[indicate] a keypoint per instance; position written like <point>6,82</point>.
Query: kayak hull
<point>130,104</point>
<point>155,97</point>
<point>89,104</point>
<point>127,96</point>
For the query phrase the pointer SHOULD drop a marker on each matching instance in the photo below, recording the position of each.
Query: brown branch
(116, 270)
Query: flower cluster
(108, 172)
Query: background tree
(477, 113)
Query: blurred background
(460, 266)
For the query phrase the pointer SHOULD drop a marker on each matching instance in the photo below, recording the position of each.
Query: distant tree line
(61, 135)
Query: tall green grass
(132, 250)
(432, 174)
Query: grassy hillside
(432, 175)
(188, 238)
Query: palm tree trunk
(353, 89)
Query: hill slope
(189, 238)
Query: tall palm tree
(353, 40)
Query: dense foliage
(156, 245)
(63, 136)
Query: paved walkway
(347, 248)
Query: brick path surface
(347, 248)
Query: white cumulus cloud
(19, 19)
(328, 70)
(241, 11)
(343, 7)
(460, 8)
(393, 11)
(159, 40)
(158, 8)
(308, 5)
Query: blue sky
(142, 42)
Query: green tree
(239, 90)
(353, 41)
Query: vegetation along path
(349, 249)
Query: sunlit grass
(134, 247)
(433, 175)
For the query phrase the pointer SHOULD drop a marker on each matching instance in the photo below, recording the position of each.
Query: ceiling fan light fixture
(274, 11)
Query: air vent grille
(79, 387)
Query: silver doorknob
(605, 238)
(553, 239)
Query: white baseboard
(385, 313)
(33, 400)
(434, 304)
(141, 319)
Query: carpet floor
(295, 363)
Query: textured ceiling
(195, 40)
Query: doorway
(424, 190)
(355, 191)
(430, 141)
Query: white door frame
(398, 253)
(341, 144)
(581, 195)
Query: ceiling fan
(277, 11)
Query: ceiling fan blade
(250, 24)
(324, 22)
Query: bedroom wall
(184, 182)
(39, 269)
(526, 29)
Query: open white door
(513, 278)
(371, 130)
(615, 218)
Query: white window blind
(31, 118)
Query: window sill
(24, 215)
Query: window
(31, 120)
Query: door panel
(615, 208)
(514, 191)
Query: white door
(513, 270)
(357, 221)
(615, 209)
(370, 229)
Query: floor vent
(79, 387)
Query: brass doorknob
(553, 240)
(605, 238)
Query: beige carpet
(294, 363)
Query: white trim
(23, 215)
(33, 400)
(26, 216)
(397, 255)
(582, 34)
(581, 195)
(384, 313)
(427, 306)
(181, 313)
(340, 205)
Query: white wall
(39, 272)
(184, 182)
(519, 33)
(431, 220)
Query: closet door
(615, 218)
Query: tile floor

## Work required
Retype the entries one by one, exactly.

## The result
[indicate] a keypoint per instance; position written like <point>6,82</point>.
Query: kayak hull
<point>130,104</point>
<point>155,97</point>
<point>89,104</point>
<point>127,96</point>
For the query phrase the pointer SHOULD drop a marker on each matching instance in the photo below, recording the position of each.
Query: brown branch
(116, 270)
Query: flower cluster
(108, 172)
Query: background tree
(477, 113)
Query: blurred background
(460, 266)
For the query phrase the pointer SHOULD drop a marker on each matching instance in the photo below, recording the position of each.
Query: distant tree line
(61, 135)
Query: tall green grass
(132, 250)
(432, 174)
Query: grassy hillside
(432, 175)
(188, 238)
Query: palm tree trunk
(353, 89)
Query: hill slope
(189, 238)
Query: tall palm tree
(353, 40)
Query: dense foliage
(156, 245)
(63, 136)
Query: paved walkway
(347, 248)
Query: brick path surface
(347, 248)
Query: white cumulus cloud
(19, 19)
(328, 70)
(241, 11)
(343, 7)
(460, 8)
(393, 11)
(159, 40)
(158, 8)
(308, 5)
Query: blue sky
(142, 42)
Query: green tree
(239, 90)
(353, 41)
Query: vegetation along path
(349, 249)
Query: sunlit grass
(134, 247)
(433, 175)
For the query phrase the pointer SHOULD drop a marker on each matching instance in the photo below, recording the position of each.
Query: ceiling fan light fixture
(274, 11)
Query: air vent grille
(79, 387)
Query: silver doorknob
(605, 238)
(553, 239)
Query: white baseboard
(385, 313)
(33, 400)
(434, 304)
(141, 319)
Query: carpet floor
(295, 363)
Query: textured ceiling
(195, 40)
Query: doorway
(424, 190)
(355, 191)
(430, 141)
Query: white door frame
(398, 253)
(341, 144)
(581, 195)
Query: ceiling fan
(277, 11)
Query: ceiling fan blade
(250, 24)
(324, 22)
Query: bedroom wall
(184, 182)
(39, 269)
(526, 29)
Query: open white door
(513, 278)
(371, 130)
(615, 218)
Query: white window blind
(31, 118)
Query: window sill
(24, 215)
Query: window
(31, 120)
Query: door panel
(615, 208)
(514, 191)
Query: white door
(513, 270)
(357, 221)
(615, 209)
(370, 229)
Query: floor vent
(79, 387)
Query: brass doorknob
(553, 240)
(605, 238)
Query: beige carpet
(294, 363)
Query: white trim
(23, 215)
(33, 400)
(26, 216)
(397, 255)
(582, 34)
(581, 195)
(384, 313)
(427, 306)
(181, 313)
(340, 205)
Query: white wall
(39, 272)
(184, 182)
(519, 33)
(431, 220)
Query: closet door
(615, 218)
Query: tile floor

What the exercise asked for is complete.